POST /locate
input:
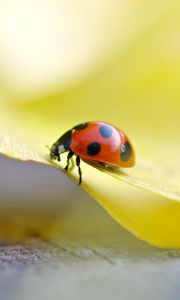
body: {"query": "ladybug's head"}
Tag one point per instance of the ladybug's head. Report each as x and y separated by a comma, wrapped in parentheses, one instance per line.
(61, 145)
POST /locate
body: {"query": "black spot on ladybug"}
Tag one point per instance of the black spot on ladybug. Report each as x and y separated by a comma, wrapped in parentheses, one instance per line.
(93, 148)
(105, 131)
(126, 151)
(81, 126)
(65, 140)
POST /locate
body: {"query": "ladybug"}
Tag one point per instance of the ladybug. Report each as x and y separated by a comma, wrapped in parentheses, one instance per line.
(95, 142)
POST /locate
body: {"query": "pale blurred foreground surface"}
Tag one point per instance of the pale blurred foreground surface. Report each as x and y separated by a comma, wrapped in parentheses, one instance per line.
(86, 255)
(53, 246)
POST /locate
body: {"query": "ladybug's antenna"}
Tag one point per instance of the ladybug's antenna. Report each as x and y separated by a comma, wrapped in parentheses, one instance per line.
(48, 147)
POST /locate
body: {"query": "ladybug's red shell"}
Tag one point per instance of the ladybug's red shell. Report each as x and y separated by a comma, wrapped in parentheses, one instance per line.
(102, 142)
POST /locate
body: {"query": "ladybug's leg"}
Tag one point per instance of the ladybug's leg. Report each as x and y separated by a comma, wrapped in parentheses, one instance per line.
(79, 169)
(70, 154)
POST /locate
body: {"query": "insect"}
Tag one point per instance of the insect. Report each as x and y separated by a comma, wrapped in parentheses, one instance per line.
(95, 142)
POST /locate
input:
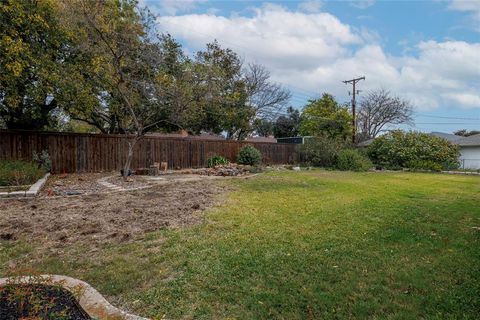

----------

▸ WHAT TO PRODUCE:
Would you repeat the listing word for word and skip every picture?

▸ RESPONSE TO THIS EXERCISE:
POST /locate
input:
body: {"query": "ladybug's head"}
Tag one point per instance of the ladybug's head. Report each as x and y separated by a comma, wrapped in parentheses, one instance per line.
(61, 145)
POST /locate
body: {"query": "black spot on ladybug"}
Tag one point per instance of the black spot on ladybug. Report each as x and y separated by a comma, wrapped in parentheses, one instance per line.
(93, 148)
(105, 131)
(126, 151)
(81, 126)
(65, 140)
POST /locate
body: {"query": "ladybug"}
Tag one point per instance of the ladybug. Report each as x and y separated by a comma, wrapped in parentheses, one instance per line.
(95, 142)
POST /locate
body: {"query": "pale blurred foreground surface"}
Tag one point per instance of the pale blurred foreground surface. Report each as x and y separated by a comma, wrapped in parentheses, one instance per line.
(86, 255)
(53, 246)
POST /locate
body: {"query": "ladybug's antenna"}
Tag one point per instance of the ladybug's antenna. Report each as x and y separated by a comma, wrapped in parentheses, one instance per line.
(48, 147)
POST /locate
body: {"query": "ladybug's red shell"}
Tag one point per instance of the ladybug's red shell. Report each as x and y separated by a comma, wrapped in parentheses, one instance per line.
(102, 142)
POST /locate
body: {"query": "ladybug's leg"}
Tag one point per instance of the ladybug's leg. Report each as x and y separated by a comma, wrapped in parentheses, one instance per line.
(79, 169)
(70, 154)
POST /locate
body: {"query": "insect"}
Tag one point per instance of the insect. Report each as x and y separated by a comma, wrapped in parentheses, one instance per line.
(95, 142)
POST /locate
input:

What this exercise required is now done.